OBJECTIVE: Leave out the pictures and repeat everything else in the records exactly.

MATERIAL SUPPLIED:

— START —

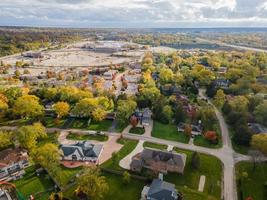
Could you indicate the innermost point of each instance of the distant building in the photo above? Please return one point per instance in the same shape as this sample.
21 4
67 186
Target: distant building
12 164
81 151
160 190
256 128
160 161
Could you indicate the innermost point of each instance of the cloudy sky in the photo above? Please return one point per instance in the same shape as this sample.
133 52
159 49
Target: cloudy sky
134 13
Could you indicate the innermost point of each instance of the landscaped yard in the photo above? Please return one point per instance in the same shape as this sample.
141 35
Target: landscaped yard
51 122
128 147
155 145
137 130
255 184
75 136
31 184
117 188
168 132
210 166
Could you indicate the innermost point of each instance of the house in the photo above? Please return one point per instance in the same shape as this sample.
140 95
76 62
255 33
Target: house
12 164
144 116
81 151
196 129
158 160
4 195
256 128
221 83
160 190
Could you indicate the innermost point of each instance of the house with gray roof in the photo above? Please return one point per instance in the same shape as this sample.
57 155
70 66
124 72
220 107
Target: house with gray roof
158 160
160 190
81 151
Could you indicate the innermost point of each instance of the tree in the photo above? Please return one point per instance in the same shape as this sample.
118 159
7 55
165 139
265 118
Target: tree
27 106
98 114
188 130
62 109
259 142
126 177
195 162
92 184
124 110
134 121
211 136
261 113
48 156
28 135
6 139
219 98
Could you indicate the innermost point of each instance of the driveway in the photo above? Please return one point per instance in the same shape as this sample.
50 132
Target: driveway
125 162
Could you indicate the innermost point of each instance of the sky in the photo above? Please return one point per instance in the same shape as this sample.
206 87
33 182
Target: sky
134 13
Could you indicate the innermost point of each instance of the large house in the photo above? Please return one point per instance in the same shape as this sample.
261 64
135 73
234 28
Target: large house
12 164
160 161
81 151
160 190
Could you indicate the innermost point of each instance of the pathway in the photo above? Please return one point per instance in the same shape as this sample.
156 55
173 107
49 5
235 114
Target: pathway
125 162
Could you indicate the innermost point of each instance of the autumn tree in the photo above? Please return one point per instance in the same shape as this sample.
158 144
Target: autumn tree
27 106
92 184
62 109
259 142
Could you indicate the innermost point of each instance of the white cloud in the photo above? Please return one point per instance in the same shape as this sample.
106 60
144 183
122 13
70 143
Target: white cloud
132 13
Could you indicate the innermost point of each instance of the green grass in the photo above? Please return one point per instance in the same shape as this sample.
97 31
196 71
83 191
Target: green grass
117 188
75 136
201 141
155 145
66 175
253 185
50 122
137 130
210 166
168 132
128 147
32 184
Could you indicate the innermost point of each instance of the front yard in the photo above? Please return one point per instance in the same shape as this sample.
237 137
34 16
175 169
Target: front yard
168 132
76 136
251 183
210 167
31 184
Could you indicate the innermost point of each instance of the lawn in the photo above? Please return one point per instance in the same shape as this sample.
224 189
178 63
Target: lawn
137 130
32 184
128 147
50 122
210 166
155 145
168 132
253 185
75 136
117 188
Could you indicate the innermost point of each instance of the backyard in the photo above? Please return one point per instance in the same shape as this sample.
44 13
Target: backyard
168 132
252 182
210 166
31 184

— END —

WRITTEN ANSWER:
Could you indicate the innermost point of each instance of the distant building in the photo above? Please return one point per instance in the same shape as this sample.
21 4
67 186
Target: distant building
12 164
81 151
160 190
256 128
160 161
Could you indicate the innermost point of each instance of the cloudy sky in the photo above? Please return one point per instance in the same shape as this sample.
133 52
159 49
Target: cloudy sky
134 13
Could you indicate the innermost point of each instance of the landscaped yard in the photo above? Please return one point per instance in the same shape as this sample.
141 35
Target: landscaped yard
51 122
128 147
155 145
137 130
255 184
75 136
31 184
117 188
168 132
210 166
Could you indicate the innermost point of each instance of the house in the photo above? Please return one point per instance in the same shape as this sample.
140 95
76 62
255 33
Target: house
12 164
144 116
81 151
196 129
158 160
4 195
256 128
221 83
160 190
Could you indicate the innermost point of each instance of the house with gray roof in the photo above? Please return one point per instance in the same shape as this sample.
57 155
70 66
124 72
220 107
Target: house with gray roof
158 160
160 190
81 151
Could you indicate the innermost point of each instance of the tree in the photo above? Please return one point per instance in the same shape as this sample.
118 159
7 55
165 139
265 118
Target: tree
27 106
98 114
188 130
62 109
259 142
126 177
195 162
92 184
124 110
134 121
211 136
261 113
48 156
28 135
6 139
219 98
Could you indicate the innermost point of each instance of the driveway in the photo above? Please return one point per instance in the same shape as this sample.
50 132
Target: driveway
125 162
Could you indicate the innermost point of each instance of the sky in the photo above? Please return one point per instance in the same shape as this sample.
206 87
33 182
Target: sky
134 13
Could you indicate the innermost point of each instance of the large house in the photo above? Please return one point per instance in the same shape as this sample.
261 64
135 73
234 28
Target: large house
12 164
160 161
81 151
160 190
Could you indicate the innermost point of each instance of the pathway in the photo above? Please return one point per instance in the same shape as this sample.
156 55
173 107
49 5
235 114
Target: pathway
125 162
Could you indicate the innermost point of each instance of the autumn tree in the photo above? Please return one point per instance in the same shape as this sample.
158 144
Target: autumn tree
27 106
92 184
62 109
259 142
Could you indicate the innermost point of each instance of the white cloud in the photo above? Please return one point per instance in the same shape as this sample.
106 60
144 183
122 13
70 143
Target: white cloud
132 13
Could you indicate the innermost point of each instance of the green grass in the photo above? Please return one point per instance in the same shape as this sample.
97 31
196 71
83 191
Target: green grass
117 188
75 136
201 141
155 145
66 175
253 185
50 122
137 130
210 166
168 132
128 147
32 184
Could you indicate the innermost point of each instance of the front yard in the photo above? Please return one point per instance in the same shape as this sample.
237 137
34 16
175 169
Target: front yard
168 132
76 136
251 183
210 167
31 184
Could you indicate the innermost point of each instance of the lawn in the photo above? Please return one point per instance in the same shape as this sample.
224 189
178 63
Target: lawn
137 130
32 184
128 147
50 122
210 166
155 145
168 132
253 185
75 136
117 188
Could you indicate the innermost point of each instance of the backyard in the photo above? Please return one point per instance in the same shape as this sample.
44 13
Target: backyard
168 132
252 182
210 166
31 184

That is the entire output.